Dans un ultime grief, A considère que les faits reprochés sont prescrits. Le Tribunal fédéral examine ainsi l’art. 98 CP fixant le point de départ de la prescription. Cette disposition prévoit que la prescription court dès le jour du dernier acte si cette activité s’est exercée à plusieurs reprises (art. 98 let. b CP). Sur cet aspect, après quelques évolutions, la jurisprudence a consacré les notions d’unité juridique d’actions et d’unité naturelle d’actions. L’unité juridique d’actions se conçoit lorsqu’une norme envisage expressément ou implicitement une pluralité d’actes séparés (ex. : brigandage, art. 140 CP) ou lorsqu’elle suppose un comportement durable séquencé en plusieurs actes (ex. : gestion fautive, art. 165 CP). L’unité naturelle d’actions se rapportent aux différents actes participant d’une décision unique et apparaissant comme des événements « formant un ensemble en raison de leur relation étroite dans le temps et dans l’espace ». Tel est notamment le cas d’une « volée de coups », ou la réalisation par étapes successives d’un graffiti. S’agissant de l’art. 219 CP, les juges fédéraux soulignent que la disposition implique un comportement répété ou durable. L’infraction se réalise ainsi lorsque plusieurs événements séparés se répètent et participent ensemble à la mise en danger du développement du mineur. En ce sens, l’art. 219 CP renferme, de façon implicite, la notion d’unité juridique d’actions. La prescription commence ainsi à courir à partir du jour où le dernier acte a été commis, soit en l’occurrence en fin d’année 2014 (c. 3.1).

★ ★ ★ ★ ★ ★ ★

_LISTE DES TÂCHES_
1) D'après le passage cité, à partir de quand la prescription a-t-elle commencé à courir dans l'affaire examinée ?
2) Dressez la liste complète des cas que le passage cité donne en exemple pour illustrer l'unité juridique d'actions ou l'unité naturelle d'actions.
Les enregistrements qui suivent forment un matériau distinct du passage cité.

(Entrées tirées d'une collection)

★ ★ ★ ★ ★ ★ ★

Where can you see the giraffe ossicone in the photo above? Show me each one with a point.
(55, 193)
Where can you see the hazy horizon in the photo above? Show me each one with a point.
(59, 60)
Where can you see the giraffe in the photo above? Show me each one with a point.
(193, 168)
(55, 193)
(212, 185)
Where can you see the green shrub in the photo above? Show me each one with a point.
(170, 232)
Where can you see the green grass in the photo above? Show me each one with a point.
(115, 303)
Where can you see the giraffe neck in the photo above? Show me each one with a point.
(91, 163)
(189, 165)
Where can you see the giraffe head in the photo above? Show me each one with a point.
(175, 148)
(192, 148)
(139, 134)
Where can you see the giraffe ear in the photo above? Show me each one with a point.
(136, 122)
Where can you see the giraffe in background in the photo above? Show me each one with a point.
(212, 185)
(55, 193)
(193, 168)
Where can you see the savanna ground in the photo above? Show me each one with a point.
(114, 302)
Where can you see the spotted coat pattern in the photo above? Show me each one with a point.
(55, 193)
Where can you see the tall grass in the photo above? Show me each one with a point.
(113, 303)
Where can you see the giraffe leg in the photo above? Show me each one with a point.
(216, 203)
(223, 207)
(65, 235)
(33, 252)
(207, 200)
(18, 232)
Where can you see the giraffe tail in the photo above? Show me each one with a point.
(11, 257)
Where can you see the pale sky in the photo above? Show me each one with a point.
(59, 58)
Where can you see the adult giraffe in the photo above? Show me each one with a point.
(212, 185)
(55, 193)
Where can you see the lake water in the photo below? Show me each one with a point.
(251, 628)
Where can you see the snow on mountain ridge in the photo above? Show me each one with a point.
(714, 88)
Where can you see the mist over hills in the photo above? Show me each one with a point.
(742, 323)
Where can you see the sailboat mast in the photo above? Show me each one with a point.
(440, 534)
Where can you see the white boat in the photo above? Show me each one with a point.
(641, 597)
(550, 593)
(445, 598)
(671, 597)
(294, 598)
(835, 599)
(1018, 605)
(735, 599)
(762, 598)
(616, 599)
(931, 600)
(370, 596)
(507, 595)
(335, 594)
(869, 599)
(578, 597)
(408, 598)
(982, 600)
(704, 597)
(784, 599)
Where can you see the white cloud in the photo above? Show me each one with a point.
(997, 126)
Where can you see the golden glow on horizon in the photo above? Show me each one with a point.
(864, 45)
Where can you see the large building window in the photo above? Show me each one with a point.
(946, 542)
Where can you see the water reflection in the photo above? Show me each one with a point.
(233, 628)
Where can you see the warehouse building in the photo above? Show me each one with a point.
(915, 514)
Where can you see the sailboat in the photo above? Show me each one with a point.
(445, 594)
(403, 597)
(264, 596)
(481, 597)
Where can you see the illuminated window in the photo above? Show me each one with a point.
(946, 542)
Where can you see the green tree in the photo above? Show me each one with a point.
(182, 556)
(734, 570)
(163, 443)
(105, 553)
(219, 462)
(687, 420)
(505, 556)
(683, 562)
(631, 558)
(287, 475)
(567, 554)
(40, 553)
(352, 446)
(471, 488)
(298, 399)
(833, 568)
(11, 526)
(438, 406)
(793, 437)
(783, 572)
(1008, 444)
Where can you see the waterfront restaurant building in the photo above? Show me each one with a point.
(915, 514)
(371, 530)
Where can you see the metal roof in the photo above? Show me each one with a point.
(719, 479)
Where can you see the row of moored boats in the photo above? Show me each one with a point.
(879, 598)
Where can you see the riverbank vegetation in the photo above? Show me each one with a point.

★ ★ ★ ★ ★ ★ ★

_VOS RÉPONSES_
1) En fin d'année 2014.

2)
- le brigandage (art. 140 CP)
- la gestion fautive (art. 165 CP)
- une « volée de coups »
- la réalisation par étapes successives d'un graffiti